_Task brief:_ Render the part of the listing from the line containing "Your task is to identify the white la" through the line containing "[140,54,400,400]", inclusive, as a Markdown table with the columns Row and Line, omitting any blank lines.

_Bounding box data excerpts:_
______
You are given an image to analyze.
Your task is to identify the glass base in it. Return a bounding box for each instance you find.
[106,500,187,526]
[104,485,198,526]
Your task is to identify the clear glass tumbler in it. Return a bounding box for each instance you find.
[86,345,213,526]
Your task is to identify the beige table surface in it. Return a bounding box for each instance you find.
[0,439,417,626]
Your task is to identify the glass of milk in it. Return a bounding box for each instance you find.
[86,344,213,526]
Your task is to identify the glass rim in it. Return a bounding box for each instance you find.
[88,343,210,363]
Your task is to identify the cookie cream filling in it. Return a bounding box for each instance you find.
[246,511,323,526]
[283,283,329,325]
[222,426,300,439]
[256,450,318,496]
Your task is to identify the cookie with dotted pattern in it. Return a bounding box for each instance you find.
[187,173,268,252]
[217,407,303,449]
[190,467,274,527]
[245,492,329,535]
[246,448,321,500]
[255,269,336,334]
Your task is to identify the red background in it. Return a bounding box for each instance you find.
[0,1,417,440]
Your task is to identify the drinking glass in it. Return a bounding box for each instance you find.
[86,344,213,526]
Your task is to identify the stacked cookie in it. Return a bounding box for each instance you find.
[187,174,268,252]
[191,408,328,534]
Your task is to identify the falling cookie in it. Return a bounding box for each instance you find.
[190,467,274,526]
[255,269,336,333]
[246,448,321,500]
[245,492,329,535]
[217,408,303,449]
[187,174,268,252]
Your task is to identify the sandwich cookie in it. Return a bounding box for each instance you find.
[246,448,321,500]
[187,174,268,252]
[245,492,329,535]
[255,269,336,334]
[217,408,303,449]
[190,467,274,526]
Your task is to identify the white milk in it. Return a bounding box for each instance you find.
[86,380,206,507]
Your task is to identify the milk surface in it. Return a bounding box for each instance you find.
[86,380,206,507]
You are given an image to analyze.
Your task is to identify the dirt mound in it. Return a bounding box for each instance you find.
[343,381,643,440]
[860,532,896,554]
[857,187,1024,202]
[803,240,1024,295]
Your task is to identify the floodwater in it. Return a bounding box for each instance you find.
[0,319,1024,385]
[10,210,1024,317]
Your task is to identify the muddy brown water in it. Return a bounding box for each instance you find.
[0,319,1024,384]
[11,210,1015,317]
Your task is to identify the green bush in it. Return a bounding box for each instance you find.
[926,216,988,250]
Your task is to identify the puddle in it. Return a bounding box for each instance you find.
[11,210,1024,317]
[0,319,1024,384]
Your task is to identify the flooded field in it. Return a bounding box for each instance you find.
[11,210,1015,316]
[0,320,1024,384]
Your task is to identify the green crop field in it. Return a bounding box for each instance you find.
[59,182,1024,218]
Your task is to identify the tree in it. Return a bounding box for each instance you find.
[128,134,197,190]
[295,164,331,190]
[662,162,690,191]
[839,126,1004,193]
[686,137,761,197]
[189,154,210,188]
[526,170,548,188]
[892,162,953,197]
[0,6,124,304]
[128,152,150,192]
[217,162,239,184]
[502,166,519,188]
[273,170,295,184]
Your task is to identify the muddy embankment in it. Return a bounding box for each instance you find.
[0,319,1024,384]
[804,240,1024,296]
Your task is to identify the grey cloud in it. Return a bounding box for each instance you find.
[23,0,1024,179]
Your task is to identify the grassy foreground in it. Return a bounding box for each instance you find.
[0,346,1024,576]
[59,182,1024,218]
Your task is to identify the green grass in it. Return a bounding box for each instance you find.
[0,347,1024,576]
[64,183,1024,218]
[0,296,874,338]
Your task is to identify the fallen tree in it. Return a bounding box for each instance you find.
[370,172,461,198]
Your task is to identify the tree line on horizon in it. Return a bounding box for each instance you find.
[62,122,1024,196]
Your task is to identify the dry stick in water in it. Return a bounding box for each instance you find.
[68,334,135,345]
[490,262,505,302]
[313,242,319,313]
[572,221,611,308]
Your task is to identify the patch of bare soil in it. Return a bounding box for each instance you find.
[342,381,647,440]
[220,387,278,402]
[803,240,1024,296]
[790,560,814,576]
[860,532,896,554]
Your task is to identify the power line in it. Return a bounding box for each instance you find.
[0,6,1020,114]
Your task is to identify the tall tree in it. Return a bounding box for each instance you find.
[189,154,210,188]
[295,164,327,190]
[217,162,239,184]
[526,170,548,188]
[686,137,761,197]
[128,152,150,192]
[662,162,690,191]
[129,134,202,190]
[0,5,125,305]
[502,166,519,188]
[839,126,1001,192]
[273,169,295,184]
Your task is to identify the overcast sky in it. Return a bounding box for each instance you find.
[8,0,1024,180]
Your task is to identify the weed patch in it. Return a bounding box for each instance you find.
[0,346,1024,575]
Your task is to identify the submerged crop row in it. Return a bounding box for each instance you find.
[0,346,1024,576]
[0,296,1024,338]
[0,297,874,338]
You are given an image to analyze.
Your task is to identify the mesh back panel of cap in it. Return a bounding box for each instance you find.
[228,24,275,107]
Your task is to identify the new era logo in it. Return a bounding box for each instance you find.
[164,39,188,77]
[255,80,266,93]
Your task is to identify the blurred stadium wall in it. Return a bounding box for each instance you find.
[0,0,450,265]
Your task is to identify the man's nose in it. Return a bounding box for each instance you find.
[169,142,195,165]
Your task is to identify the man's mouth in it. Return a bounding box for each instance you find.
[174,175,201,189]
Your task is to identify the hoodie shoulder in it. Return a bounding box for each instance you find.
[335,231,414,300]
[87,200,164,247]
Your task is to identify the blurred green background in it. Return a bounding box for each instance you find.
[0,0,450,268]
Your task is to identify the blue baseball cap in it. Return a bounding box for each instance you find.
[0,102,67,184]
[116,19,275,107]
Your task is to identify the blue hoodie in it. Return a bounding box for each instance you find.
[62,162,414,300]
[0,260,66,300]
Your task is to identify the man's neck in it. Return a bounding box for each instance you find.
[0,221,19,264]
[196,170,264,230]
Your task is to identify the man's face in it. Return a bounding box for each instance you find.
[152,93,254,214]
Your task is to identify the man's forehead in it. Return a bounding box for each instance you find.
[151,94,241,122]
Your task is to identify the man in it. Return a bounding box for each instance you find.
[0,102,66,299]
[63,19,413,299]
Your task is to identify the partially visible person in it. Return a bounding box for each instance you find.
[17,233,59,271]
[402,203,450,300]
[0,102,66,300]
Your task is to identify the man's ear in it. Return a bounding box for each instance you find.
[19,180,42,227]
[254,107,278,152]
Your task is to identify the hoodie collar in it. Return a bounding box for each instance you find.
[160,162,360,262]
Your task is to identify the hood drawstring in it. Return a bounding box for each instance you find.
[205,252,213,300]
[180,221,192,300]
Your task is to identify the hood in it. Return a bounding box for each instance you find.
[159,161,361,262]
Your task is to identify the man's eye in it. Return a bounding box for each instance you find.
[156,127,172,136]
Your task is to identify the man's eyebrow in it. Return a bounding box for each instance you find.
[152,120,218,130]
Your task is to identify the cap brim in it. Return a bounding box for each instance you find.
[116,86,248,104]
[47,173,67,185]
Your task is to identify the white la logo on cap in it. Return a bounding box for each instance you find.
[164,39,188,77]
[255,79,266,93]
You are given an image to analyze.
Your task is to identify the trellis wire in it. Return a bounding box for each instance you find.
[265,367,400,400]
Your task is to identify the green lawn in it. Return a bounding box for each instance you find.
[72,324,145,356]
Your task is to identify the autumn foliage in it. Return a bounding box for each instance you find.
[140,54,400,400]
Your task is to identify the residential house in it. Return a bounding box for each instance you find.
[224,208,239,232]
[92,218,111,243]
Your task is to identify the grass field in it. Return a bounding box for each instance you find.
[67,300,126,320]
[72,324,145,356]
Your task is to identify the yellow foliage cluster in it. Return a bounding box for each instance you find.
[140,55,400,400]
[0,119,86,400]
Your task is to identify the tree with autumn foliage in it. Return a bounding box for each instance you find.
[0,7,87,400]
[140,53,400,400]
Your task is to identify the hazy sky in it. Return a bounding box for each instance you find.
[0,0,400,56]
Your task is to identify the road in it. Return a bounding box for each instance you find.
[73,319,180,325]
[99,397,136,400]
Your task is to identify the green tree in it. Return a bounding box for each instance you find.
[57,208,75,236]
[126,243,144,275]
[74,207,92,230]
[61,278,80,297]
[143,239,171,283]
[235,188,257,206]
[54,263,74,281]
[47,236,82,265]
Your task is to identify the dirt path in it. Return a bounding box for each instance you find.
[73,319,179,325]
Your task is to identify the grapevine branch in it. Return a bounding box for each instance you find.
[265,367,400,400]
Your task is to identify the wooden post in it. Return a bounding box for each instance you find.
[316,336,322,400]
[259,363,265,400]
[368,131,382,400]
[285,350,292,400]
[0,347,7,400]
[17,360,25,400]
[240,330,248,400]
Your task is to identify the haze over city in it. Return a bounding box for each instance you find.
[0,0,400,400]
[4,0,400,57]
______
_Task output:_
| Row | Line |
|---|---|
| 1 | Your task is to identify the white la logo on cap in it. Return a bounding box for each instance you find. |
| 2 | [164,39,188,77] |
| 3 | [255,79,266,93] |
| 4 | You are given an image to analyze. |
| 5 | Your task is to identify the trellis wire in it. Return a bounding box for each instance you find. |
| 6 | [265,367,400,400] |
| 7 | Your task is to identify the green lawn in it. Return a bounding box for each instance you find. |
| 8 | [72,324,145,356] |
| 9 | Your task is to identify the autumn foliage in it. Return a bounding box for each instance you find. |
| 10 | [140,54,400,400] |